[Task]
Copy word for word the rows starting at the line that contains "of the submerged" and ending at the line that contains "the tree trunk", with both of those lines included.

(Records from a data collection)
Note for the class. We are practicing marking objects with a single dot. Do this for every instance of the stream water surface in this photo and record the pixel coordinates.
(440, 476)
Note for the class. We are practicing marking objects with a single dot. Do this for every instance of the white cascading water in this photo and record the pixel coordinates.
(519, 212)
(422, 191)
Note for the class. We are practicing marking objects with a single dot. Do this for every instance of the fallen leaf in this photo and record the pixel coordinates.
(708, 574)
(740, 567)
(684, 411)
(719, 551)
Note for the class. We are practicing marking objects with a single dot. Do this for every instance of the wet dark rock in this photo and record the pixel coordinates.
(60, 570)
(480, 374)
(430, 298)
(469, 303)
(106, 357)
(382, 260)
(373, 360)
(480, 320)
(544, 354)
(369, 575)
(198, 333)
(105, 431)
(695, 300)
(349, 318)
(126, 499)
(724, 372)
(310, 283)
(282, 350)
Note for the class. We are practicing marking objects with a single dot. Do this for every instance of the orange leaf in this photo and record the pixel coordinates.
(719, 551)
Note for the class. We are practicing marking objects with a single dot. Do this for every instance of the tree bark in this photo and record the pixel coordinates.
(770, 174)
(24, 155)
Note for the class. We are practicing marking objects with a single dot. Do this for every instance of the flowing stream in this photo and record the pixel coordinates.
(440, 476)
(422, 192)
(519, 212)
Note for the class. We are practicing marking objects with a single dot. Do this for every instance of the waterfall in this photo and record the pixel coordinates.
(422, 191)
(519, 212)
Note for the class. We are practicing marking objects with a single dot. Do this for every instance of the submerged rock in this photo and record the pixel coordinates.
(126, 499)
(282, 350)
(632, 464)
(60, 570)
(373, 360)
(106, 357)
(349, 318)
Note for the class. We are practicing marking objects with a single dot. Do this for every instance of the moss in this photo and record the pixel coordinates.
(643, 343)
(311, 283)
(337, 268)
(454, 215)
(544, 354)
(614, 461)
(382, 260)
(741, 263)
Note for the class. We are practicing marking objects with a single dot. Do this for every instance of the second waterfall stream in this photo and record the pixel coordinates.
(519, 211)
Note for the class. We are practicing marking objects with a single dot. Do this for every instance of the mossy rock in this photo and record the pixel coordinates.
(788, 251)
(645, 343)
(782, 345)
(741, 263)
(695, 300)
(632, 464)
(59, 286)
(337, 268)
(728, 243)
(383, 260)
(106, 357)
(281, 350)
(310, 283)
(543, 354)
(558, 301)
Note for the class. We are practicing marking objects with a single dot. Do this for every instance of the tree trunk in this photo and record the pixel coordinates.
* * *
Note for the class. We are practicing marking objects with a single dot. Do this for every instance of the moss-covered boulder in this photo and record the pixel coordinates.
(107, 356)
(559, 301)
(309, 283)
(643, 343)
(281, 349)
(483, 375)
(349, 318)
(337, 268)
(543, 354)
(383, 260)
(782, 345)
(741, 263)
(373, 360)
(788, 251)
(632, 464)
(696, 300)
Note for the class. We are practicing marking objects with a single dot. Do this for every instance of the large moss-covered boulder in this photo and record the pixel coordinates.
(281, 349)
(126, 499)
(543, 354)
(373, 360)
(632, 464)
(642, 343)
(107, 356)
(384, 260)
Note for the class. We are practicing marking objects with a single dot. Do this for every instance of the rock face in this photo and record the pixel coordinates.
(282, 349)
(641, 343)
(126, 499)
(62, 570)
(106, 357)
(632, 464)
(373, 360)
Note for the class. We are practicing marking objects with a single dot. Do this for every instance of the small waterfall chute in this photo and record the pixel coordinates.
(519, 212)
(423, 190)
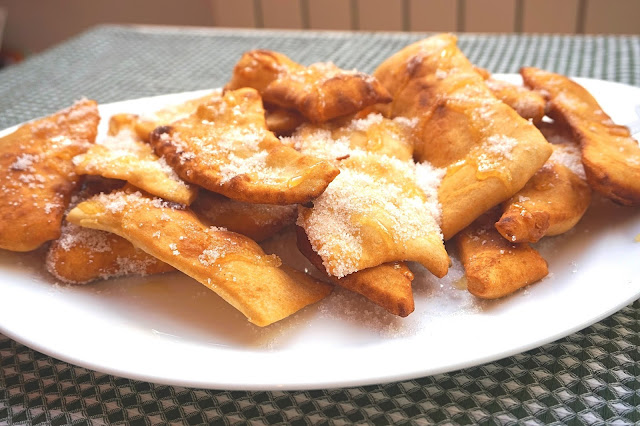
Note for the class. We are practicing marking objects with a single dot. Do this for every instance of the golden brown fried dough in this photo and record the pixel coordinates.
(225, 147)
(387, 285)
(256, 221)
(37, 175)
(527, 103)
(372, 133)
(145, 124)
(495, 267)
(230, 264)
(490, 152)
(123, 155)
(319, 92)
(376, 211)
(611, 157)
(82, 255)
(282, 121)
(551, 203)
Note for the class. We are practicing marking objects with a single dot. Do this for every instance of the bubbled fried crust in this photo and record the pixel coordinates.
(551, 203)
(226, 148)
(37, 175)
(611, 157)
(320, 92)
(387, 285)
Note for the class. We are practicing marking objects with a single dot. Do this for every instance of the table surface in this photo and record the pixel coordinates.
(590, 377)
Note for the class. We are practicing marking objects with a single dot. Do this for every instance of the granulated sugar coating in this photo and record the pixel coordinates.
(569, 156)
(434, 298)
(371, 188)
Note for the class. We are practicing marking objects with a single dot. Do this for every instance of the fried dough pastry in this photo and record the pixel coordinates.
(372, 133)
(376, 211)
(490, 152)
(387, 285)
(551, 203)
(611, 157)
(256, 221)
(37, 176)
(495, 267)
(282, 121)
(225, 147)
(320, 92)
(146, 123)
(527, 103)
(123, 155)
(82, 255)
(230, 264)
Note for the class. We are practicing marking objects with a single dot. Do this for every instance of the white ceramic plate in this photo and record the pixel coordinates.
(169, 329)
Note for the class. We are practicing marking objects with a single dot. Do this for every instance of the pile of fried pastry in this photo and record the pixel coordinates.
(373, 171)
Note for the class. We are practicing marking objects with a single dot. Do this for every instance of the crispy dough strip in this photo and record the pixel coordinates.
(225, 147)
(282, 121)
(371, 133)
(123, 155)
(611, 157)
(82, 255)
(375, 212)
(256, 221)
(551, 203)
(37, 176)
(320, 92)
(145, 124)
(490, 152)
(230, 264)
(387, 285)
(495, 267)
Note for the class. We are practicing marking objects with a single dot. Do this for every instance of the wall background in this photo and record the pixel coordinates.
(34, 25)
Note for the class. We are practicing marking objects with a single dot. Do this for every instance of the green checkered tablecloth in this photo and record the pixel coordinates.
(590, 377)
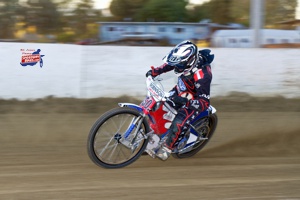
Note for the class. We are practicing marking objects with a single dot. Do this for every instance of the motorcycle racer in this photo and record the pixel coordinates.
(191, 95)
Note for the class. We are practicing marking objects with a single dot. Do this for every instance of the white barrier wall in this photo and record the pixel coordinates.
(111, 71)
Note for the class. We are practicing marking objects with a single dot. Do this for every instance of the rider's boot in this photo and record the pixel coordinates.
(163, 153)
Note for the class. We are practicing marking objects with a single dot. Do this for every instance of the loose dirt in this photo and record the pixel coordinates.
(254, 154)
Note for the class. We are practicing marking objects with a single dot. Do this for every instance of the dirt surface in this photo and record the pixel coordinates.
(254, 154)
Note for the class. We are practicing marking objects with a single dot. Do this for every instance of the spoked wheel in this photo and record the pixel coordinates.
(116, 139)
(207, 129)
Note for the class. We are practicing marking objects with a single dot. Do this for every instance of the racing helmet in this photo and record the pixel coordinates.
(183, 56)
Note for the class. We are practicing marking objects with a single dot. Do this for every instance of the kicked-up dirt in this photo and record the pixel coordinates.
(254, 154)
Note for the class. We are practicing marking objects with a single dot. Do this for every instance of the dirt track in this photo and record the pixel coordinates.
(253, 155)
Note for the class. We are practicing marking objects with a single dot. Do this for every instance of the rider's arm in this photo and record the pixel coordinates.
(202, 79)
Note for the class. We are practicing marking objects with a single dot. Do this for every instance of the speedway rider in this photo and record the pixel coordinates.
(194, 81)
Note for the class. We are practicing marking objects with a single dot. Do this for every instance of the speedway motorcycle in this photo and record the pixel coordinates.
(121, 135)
==
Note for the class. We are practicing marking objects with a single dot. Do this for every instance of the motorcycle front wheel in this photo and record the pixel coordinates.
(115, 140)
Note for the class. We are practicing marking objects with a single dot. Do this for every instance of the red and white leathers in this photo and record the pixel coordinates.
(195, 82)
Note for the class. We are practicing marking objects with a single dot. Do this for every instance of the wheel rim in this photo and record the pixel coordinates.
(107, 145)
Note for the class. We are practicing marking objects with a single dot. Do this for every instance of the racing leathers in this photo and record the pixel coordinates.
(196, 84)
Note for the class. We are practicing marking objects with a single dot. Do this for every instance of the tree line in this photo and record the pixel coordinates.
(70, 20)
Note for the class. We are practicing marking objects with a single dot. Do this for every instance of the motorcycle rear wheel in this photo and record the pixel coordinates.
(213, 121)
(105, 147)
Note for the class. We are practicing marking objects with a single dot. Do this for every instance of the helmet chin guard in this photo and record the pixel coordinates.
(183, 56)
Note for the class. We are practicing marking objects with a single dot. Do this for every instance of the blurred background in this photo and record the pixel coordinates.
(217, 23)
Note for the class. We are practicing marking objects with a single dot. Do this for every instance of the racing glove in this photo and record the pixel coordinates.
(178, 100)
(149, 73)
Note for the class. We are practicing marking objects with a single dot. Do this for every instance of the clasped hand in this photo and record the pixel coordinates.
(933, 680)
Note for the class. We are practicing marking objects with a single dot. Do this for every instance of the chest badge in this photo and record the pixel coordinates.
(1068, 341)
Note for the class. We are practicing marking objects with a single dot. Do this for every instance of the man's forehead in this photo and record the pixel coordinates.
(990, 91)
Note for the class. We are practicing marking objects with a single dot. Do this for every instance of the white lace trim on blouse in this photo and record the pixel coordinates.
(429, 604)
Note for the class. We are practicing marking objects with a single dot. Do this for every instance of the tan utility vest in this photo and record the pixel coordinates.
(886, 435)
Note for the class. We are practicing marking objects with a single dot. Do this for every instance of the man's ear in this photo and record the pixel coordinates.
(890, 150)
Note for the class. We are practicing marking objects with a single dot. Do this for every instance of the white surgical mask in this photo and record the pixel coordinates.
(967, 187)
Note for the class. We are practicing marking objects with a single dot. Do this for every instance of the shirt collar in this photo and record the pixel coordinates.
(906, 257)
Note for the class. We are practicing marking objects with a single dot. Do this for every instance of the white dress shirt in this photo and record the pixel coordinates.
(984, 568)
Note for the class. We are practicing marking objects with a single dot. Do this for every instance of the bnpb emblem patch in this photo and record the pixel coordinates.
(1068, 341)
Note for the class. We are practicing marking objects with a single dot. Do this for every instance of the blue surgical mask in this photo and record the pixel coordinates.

[The solution]
Note for the class. We are practicing marking objects with a single dot. Do this for every instance of the submerged rock in this photo and record the pixel coordinates.
(126, 499)
(282, 350)
(632, 464)
(60, 570)
(373, 360)
(106, 357)
(349, 318)
Note for the class. We are practicing marking objects with a single dot. Do this for every instance of the moss in this photo and record the pixel coordinates.
(643, 343)
(311, 283)
(337, 268)
(454, 215)
(544, 354)
(614, 461)
(382, 260)
(741, 263)
Note for the class. We are practicing marking objects with a single dot. Do this for every instance of the second waterfall stream in this photo and record the pixel coordinates.
(519, 211)
Note for the class. We are practicing marking objects with a single dot. Do this for every instance of the mossy rock in this photo and record the pixel coordinates.
(788, 251)
(645, 343)
(782, 345)
(741, 263)
(695, 300)
(632, 464)
(59, 286)
(337, 268)
(728, 243)
(383, 260)
(106, 357)
(281, 350)
(310, 283)
(543, 354)
(558, 301)
Note for the class. We are practicing marking objects with a single dot. Do this for every instance of the tree trunk in this photo and record the pixel coordinates.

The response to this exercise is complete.